BEGIN DATA PROVIDED
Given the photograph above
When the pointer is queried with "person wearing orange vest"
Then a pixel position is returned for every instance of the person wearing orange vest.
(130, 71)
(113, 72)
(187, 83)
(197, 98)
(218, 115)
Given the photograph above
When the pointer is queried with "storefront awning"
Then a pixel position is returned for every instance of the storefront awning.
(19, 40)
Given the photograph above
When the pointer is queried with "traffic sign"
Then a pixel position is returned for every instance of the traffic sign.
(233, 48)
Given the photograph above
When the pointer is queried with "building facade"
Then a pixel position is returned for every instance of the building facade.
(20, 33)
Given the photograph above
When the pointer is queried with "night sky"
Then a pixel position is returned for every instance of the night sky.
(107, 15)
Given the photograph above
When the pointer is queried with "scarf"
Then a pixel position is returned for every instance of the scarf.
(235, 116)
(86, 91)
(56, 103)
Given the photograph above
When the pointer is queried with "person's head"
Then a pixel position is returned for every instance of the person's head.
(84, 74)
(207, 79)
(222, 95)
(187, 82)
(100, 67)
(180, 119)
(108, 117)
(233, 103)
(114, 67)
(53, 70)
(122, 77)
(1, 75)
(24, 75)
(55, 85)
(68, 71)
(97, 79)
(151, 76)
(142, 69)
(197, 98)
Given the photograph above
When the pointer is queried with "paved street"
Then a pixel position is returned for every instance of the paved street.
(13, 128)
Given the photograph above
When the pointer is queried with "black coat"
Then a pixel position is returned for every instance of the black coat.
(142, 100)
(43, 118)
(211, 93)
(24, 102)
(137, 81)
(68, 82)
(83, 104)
END DATA PROVIDED
__YOUR INSTRUCTIONS__. Exactly how many lines of the records above contain "with"? Please state only the number.

__WRITTEN REPLY__. 9